▶ _INSTRUCTION_:
Put the stretch from the start of the items below through the line that contains "[[224, 143]]", both ends included, into a Markdown table with the columns Row and Line. Number each row in Row, give the line's text in Line, and leave out blank lines.

# # #

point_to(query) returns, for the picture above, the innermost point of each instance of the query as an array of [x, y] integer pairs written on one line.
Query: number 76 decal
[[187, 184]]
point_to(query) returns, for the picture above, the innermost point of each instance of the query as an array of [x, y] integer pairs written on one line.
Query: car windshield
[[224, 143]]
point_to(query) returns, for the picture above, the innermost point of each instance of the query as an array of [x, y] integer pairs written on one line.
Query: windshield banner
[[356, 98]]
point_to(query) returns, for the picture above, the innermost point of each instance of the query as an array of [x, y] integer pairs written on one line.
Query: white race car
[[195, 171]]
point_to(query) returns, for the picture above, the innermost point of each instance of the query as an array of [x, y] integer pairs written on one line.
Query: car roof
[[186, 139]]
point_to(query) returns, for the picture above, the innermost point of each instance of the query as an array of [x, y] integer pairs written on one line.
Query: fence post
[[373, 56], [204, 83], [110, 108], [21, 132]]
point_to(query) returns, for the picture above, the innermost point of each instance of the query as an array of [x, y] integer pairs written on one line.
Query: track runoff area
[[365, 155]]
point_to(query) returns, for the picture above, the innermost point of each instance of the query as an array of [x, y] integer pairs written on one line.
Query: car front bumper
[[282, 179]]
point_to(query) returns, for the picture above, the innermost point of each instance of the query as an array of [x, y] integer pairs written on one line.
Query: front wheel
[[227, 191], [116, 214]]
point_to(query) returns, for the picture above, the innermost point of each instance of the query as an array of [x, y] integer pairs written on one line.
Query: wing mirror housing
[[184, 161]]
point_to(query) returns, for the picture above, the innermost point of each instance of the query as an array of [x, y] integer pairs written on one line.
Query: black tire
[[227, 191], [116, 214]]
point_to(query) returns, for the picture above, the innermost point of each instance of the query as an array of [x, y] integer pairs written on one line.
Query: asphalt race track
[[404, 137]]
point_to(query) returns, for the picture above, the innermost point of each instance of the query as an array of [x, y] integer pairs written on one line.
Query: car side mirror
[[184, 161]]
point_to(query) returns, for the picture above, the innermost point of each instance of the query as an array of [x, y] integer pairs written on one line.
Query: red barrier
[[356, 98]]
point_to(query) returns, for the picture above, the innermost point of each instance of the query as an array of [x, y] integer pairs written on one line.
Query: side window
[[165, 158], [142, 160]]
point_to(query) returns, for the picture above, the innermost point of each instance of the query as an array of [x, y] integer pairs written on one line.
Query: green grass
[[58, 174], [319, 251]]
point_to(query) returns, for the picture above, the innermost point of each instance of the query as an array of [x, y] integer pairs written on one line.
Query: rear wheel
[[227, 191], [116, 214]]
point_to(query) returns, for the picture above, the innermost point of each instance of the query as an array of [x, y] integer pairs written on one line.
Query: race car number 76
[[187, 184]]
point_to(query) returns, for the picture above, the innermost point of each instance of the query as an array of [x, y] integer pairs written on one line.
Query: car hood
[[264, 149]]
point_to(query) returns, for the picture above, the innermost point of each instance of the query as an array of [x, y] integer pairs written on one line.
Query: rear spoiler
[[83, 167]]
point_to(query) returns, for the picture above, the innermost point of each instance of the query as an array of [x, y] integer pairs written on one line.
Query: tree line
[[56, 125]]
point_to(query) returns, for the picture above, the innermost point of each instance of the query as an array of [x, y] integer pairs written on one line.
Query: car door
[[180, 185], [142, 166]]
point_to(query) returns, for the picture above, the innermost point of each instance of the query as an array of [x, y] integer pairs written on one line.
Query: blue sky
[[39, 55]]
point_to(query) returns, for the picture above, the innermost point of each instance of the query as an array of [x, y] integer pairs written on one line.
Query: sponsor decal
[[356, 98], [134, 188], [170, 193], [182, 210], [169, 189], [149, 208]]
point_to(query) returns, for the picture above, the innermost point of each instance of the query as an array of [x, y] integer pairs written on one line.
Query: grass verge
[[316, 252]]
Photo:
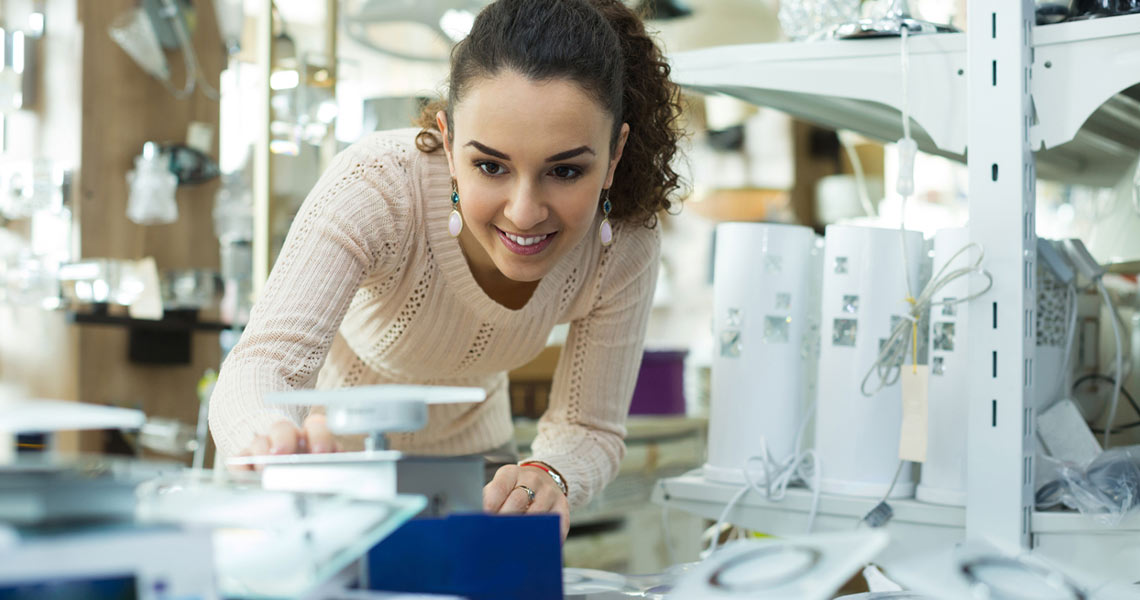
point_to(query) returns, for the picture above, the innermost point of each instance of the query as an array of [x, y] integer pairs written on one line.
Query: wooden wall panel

# # #

▶ _SOLUTION TO THIS PROBLEM_:
| Row | Line |
|---|---|
| 1 | point_to(query) returns, for the picture above, the innermost point of each instance of the query as an array of [x, y] integer pairs written on one line. |
| 2 | Query: number 76 decal |
| 3 | [[187, 184]] |
| 4 | point_to(query) returns, for the picture above, the innermost point of each instance of the query as an array of [x, y] integer pairs written on one line. |
| 5 | Query: car windshield |
| 6 | [[224, 143]] |